*Brief:*
Go through the entries below and copy each line containing the word "wheel".

━━━━━ Data for this task ━━━━━

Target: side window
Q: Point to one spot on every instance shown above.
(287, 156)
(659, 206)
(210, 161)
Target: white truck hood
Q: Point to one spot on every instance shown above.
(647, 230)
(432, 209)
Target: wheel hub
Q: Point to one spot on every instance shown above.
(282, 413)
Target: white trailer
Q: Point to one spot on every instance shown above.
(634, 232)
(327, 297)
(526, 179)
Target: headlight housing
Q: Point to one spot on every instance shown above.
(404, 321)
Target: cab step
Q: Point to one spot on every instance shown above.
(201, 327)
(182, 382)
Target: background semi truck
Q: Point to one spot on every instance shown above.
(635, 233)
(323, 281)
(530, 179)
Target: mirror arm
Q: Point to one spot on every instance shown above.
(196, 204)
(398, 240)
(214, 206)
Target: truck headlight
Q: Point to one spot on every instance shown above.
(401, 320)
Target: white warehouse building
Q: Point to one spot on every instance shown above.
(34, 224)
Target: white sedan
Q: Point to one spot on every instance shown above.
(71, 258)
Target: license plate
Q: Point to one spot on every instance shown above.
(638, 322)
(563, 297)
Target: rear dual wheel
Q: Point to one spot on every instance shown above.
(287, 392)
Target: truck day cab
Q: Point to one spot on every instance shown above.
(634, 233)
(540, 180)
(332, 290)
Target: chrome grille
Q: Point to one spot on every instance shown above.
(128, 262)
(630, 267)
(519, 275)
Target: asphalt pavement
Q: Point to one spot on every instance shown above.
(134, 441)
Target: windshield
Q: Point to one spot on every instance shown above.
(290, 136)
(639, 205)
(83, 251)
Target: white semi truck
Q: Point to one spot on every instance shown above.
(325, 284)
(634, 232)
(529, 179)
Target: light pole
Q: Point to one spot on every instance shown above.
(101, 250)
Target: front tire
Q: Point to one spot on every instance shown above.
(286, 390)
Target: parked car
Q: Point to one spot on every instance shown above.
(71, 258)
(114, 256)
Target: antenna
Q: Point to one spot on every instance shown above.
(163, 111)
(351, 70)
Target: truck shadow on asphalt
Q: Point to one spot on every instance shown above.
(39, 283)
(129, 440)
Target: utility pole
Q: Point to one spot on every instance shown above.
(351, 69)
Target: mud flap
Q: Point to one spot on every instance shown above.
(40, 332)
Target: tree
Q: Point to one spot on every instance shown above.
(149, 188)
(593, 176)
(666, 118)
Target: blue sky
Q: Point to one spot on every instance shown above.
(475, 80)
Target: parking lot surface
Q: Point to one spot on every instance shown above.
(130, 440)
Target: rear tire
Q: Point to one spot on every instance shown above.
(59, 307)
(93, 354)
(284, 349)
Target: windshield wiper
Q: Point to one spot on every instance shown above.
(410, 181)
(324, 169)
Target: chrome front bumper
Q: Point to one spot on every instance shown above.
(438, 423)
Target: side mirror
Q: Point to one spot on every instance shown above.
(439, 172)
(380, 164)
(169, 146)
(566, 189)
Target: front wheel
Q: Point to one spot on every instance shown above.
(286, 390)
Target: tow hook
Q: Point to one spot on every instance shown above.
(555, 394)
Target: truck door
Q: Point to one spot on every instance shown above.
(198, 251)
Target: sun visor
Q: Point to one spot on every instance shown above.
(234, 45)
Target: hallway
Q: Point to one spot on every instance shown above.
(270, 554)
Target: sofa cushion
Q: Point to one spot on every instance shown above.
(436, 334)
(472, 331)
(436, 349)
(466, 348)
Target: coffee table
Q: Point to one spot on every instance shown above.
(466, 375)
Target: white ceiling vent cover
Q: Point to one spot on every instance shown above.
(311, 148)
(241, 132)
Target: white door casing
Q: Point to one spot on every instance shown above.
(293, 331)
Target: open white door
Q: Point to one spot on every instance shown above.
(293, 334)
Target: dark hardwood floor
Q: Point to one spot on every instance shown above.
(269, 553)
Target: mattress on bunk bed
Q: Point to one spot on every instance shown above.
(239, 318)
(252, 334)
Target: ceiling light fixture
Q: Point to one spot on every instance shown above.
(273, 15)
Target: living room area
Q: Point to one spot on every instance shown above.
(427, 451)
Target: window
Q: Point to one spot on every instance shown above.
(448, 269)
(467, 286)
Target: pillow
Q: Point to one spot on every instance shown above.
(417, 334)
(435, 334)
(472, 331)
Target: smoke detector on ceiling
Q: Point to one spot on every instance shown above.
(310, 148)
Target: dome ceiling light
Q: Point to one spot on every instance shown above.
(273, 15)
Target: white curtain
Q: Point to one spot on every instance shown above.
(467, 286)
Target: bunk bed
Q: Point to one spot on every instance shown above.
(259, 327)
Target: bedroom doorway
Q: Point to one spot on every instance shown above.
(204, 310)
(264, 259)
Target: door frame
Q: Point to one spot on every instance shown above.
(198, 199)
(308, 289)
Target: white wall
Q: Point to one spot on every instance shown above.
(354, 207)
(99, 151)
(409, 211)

━━━━━

*Final answer:*
Target: wheel hub
Target: rear dual wheel
Target: front wheel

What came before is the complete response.